• **Goal of the exercise**:
The data should be printed again, exactly.

• **Dataset extract**:
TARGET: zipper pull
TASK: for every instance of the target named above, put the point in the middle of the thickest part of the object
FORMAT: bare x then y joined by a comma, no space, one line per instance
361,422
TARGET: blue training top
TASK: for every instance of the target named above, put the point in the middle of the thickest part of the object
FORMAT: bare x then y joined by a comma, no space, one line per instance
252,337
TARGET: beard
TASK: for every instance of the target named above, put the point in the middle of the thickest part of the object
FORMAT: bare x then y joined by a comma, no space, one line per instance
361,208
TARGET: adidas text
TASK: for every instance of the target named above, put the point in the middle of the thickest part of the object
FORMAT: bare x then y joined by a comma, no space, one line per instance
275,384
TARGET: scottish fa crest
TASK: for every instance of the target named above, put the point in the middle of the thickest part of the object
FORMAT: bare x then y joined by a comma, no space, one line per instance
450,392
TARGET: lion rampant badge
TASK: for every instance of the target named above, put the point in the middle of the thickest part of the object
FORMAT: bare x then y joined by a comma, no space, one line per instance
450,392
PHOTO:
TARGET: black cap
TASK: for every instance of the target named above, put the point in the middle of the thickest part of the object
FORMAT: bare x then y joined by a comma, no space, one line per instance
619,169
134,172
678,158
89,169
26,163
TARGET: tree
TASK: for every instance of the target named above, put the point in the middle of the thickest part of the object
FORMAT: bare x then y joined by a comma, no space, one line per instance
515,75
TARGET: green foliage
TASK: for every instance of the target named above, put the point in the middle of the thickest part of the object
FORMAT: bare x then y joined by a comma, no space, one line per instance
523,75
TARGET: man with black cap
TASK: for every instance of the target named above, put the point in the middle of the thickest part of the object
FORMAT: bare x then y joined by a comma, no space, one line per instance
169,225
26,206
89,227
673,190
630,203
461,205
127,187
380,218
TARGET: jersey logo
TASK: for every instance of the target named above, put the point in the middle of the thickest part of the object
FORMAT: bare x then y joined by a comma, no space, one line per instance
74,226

• **Answer to this exercise**:
TARGET: zipper pull
TASK: for every instance of the target named above, put the point in the middle of the thickest part of the object
FORMAT: bare x then y joined by a comma, no space, one line per instance
361,422
TARGET: blue training top
TASK: for every instance of the target named above, put the point in the middle of the thickest part of the object
FORMAT: bare x then y joined by a comma, no space, one line per instance
252,337
TARGET: beard
TASK: for every instance of the target named above, put the point in the middle of the thickest part of the object
FORMAT: bare x then y joined by a comma, no space, one line per instance
361,208
TARGET: adidas text
TASK: for every instance of the target named above, put the point in the middle of the thickest part of the object
FORMAT: bare x then y joined by a comma, no space, one line per instance
275,384
TARGET: scottish fa crest
TASK: for every instance of the target named above, put the point in the middle of the thickest part of the object
FORMAT: bare x then y joined by a comma, no space, one line per instance
450,392
TARGET: lion rampant badge
TASK: for every instance of the target named above, put the point in the middle of the thickest part of the object
FORMAT: bare x then y joined by a comma, no space, one line per instance
450,392
PHOTO:
TARGET: black cap
TASK: for every instance of the target named above, put the point in the middle of the thickest part of the object
FORMAT: bare x then y joined by a comma, no space, one line per instance
619,169
134,172
678,158
89,169
26,163
TARGET: tree
TASK: for every instance of the target named above, put the point in the middle of the thickest part of the object
FORMAT: bare x then y joined by a comma, no space, one line per instance
515,75
TARGET: green foliage
TASK: for every instance of the target named above, put the point in the middle of the thickest part of the object
FORMAT: bare x then y joined by a comma, no space, one line per instance
523,75
TARGET: man with black cap
TASK: for every instance of the target named above, put the point in the middle of the thickest part of the object
FORMAT: bare x then y joined by a comma, no space, one line per instance
169,225
26,206
89,227
673,190
630,203
461,205
127,187
380,218
TARGET: jersey logo
TASK: for every instance of the target named above, put the point in the middle of the thickest part of the object
FORMAT: bare x then y joined by a comma, no space, one line per instance
74,226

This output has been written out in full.